• TASK DIRECTIONS
Copy each of the following rows over without any change.

• DATASET ROWS
====
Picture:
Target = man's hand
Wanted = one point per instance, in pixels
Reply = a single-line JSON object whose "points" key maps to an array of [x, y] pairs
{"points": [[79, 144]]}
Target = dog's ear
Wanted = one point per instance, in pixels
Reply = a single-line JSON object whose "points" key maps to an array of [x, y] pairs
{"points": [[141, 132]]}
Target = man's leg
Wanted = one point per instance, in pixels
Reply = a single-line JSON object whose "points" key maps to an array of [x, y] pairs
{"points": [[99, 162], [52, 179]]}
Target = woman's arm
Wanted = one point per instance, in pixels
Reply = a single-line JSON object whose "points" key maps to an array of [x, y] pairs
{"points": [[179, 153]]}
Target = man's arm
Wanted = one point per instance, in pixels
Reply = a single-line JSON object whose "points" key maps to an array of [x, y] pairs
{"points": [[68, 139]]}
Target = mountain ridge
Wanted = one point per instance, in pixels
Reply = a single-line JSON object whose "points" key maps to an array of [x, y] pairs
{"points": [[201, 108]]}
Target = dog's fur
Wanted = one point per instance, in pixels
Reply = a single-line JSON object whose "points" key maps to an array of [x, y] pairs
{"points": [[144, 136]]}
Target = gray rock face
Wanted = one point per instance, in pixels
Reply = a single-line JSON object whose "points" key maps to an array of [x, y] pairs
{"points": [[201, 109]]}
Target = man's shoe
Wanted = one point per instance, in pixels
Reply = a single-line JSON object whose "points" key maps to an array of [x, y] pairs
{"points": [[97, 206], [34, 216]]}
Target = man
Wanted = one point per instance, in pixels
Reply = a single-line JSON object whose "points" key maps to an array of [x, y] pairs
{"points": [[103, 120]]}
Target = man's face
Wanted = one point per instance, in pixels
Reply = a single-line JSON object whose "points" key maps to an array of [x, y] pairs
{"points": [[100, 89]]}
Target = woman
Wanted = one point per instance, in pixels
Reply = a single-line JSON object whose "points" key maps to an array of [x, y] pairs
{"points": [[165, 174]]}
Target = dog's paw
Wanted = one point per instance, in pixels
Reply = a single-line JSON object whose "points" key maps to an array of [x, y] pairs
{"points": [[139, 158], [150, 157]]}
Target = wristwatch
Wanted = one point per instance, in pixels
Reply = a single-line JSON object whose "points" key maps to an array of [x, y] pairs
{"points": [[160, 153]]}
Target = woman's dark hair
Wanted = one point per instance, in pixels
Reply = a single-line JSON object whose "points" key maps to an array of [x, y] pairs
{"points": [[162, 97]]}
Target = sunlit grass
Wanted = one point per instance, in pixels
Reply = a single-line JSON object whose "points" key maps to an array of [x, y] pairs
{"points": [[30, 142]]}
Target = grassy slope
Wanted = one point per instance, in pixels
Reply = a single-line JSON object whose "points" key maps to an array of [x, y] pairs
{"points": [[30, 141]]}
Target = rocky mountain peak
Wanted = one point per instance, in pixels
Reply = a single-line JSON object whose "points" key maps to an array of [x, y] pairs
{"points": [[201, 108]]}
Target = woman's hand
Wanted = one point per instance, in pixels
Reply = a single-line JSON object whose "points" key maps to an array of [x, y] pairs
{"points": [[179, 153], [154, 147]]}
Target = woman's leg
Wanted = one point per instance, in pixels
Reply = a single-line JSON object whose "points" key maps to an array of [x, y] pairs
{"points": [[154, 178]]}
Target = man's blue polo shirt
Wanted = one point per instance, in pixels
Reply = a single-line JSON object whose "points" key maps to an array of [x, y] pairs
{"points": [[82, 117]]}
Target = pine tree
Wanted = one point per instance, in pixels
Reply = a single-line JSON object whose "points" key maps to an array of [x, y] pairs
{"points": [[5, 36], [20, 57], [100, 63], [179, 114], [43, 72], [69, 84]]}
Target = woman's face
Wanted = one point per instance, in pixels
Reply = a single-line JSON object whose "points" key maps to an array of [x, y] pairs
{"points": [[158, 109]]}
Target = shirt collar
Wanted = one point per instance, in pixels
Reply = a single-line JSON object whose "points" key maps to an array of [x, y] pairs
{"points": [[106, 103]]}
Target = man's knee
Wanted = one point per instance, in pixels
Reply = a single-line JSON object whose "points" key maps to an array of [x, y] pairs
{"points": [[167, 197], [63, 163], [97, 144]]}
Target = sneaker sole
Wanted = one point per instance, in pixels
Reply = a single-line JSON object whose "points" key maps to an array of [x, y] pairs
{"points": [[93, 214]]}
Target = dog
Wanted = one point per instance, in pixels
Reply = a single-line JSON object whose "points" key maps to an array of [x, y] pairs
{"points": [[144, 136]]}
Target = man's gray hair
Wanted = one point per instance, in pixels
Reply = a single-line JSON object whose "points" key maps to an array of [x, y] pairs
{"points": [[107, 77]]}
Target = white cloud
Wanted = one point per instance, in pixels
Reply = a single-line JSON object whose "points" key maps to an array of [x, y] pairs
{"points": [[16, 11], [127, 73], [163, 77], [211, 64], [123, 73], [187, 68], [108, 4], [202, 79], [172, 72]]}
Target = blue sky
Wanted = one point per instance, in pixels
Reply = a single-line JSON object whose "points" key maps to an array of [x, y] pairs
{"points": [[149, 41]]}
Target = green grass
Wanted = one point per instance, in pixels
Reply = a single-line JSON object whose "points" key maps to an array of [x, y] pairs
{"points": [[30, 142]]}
====
• SOLUTION TO THE EXERCISE
Picture:
Target = man's hand
Wanted = one point per instance, in pixels
Reply = a single-line JSON object whose "points" key maps to an array of [x, y] pairs
{"points": [[79, 144]]}
Target = dog's ear
Wanted = one point per instance, in pixels
Reply = a single-line JSON object whose "points" key maps to an array of [x, y] pairs
{"points": [[141, 132]]}
Target = man's leg
Wanted = one point per instance, in pixels
Reply = a single-line JSON object whose "points" key maps to an array of [x, y] pairs
{"points": [[99, 162], [52, 179]]}
Target = woman's arm
Wanted = one point per instance, in pixels
Reply = a single-line JSON object whose "points" key maps to an array of [x, y] pairs
{"points": [[179, 153]]}
Target = man's arm
Wanted = one point per instance, in pixels
Reply = a single-line JSON object whose "points" key maps to an array of [x, y] pairs
{"points": [[68, 139]]}
Target = mountain ridge
Wanted = one point per instance, in pixels
Reply = a single-line JSON object whose "points" key maps to an array of [x, y] pairs
{"points": [[201, 108]]}
Target = dog's fur
Wanted = one point per instance, in pixels
Reply = a single-line JSON object whose "points" key maps to an array of [x, y] pairs
{"points": [[144, 136]]}
Target = gray rock face
Wanted = one point per instance, in pixels
Reply = a single-line JSON object whose "points" key maps to an array of [x, y] pairs
{"points": [[201, 109]]}
Target = man's shoe
Wanted = one point per instance, in pixels
Reply = a single-line JSON object whose "points" key maps to an array of [x, y] pairs
{"points": [[97, 206], [34, 216]]}
Target = man
Wanted = one point per instance, in pixels
Reply = a single-line JSON object whose "points" key maps to an array of [x, y] pairs
{"points": [[103, 120]]}
Target = man's face
Wanted = one point per instance, in pixels
Reply = a single-line JSON object whose "points" key maps to an array of [x, y] pairs
{"points": [[100, 89]]}
Target = woman
Wanted = one point per instance, in pixels
Reply = a single-line JSON object whose "points" key maps to an array of [x, y] pairs
{"points": [[165, 174]]}
Target = dog's paw
Wanted = one point per instance, in pixels
Reply = a single-line JSON object whose "points" key maps to an array of [x, y] pairs
{"points": [[139, 158], [150, 157]]}
Target = wristwatch
Wanted = one point per instance, in pixels
Reply = a single-line JSON object whose "points" key maps to an array of [x, y] pairs
{"points": [[160, 153]]}
Target = woman's dark hair
Wanted = one point per instance, in pixels
Reply = a single-line JSON object whose "points" key maps to an array of [x, y] pairs
{"points": [[162, 97]]}
Target = sunlit grass
Wanted = one point per instance, in pixels
Reply = a single-line JSON object whose "points" key maps to an array of [x, y] pairs
{"points": [[30, 142]]}
Target = grassy slope
Wanted = one point per instance, in pixels
Reply = a single-line JSON object whose "points" key maps to an array of [x, y] pairs
{"points": [[30, 141]]}
Target = rocky mountain peak
Wanted = one point per instance, in pixels
Reply = a single-line JSON object whose "points" key maps to an array of [x, y] pairs
{"points": [[201, 108]]}
Target = woman's hand
Wanted = one point per instance, in pixels
Reply = a single-line JSON object whose "points" key maps to an array of [x, y] pairs
{"points": [[179, 153], [154, 147]]}
Target = woman's leg
Wanted = one point per instance, in pixels
Reply = a single-line JSON object whose "points" key maps to an array of [x, y] pairs
{"points": [[154, 178]]}
Target = man's blue polo shirt
Wanted = one point per instance, in pixels
Reply = a single-line JSON object whose "points" key maps to an array of [x, y] pairs
{"points": [[82, 117]]}
Target = pine tree
Wanted = one point per instance, in pixels
Reply = a single-line JSON object whose "points" key maps to an array of [x, y] pairs
{"points": [[5, 36], [20, 57], [100, 63], [179, 114], [43, 72], [69, 84]]}
Target = woman's face
Wanted = one point per instance, in pixels
Reply = a single-line JSON object whose "points" key maps to an array of [x, y] pairs
{"points": [[158, 109]]}
Target = shirt collar
Wanted = one point per instance, in pixels
Reply = a single-line JSON object whose "points" key maps to an array of [x, y] pairs
{"points": [[106, 103]]}
Target = man's knee
Wanted = one point per instance, in pixels
Reply = a single-line JSON object whose "points" key maps to an array of [x, y] pairs
{"points": [[167, 197], [63, 163], [97, 144]]}
Target = sneaker sole
Wanted = one point per instance, in pixels
Reply = a single-line JSON object whose "points" key maps to an array of [x, y] pairs
{"points": [[93, 214]]}
Target = dog
Wanted = one point per instance, in pixels
Reply = a single-line JSON object whose "points" key maps to an array of [x, y] pairs
{"points": [[144, 136]]}
Target = man's gray hair
Wanted = one point per instance, in pixels
Reply = a single-line JSON object whose "points" key maps to an array of [x, y] pairs
{"points": [[107, 77]]}
Target = white cloud
Wanted = one point per instance, in pixels
Reply = a single-line JSON object whose "points" key maps to an array of [x, y] pairs
{"points": [[16, 11], [127, 73], [163, 77], [211, 64], [123, 73], [187, 68], [108, 4], [202, 79], [172, 72]]}
Target = blue sky
Wanted = one point per instance, in pixels
Reply = a single-line JSON object whose "points" key maps to an array of [x, y] pairs
{"points": [[149, 41]]}
Target = green grass
Wanted = one point per instance, in pixels
Reply = a single-line JSON object whose "points" key maps to an array of [x, y] pairs
{"points": [[30, 142]]}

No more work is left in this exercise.